Extract provided.
_ _ _
Thomas, the oldest of my three sons and a budding photojournalist who has a passion for jumping into his pickup truck with a chain saw and a camera to help out at any disaster site, had a different vision for a sacred Easter observance.  “Come on, you Christians!  Love your neighbors as yourselves this Easter!” he chided in an email to friends and me.  “Go volunteer in Mena on Easter!”  I was ambivalent.  And when I’m already fatigued, I’m even more ambivalent.  I LOVE the Festival Easter Eucharist at St. Mark’s, Little Rock…The Holy Communion, familiar Scripture readings, glorious music, the “smells and bells”.  It is a real spiritual high, and rightly so.  I didn’t want to miss any of it.  But Thomas’ words were on my mind as I fell into bed late Saturday night.

At 3:00 a.m. Easter morning, I awoke.  “Good day for a resurrection,” I thought to myself.  “Should I go, Lord?”  “Go,” He said.  So I got up and laid out my Sunday clothes to celebrate Easter with the good people of Christ Episcopal Church, Mena…and packed my work clothes to help two of my sons and the work crew of twelve they had mustered to caravan down to the stricken town.  I figured I would meet up with their “relief crew” after church.  My energy was mounting as daylight approached.

At 6:45 a.m., I filled the car with my stuff, grabbed some Easter jelly beans and coffee, gassed up at EZee Mart, and took off with my middle son David in the driver’s seat.  The heavens were pouring rain like cats and dogs, but the Holy Spirit was promising the best was yet to come.
_ _ _
Supplied material.
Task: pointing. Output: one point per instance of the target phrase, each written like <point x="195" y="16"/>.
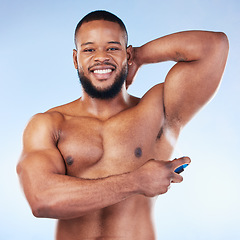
_ _ _
Problem to work on.
Answer from the Easter account:
(a) What time did the writer wake up on Easter morning?
(b) How large was the work crew the two sons had gathered?
(c) Who was in the driver's seat when the car left at 6:45 a.m.?

Response.
(a) 3:00 a.m.
(b) Twelve people.
(c) The writer's middle son, David.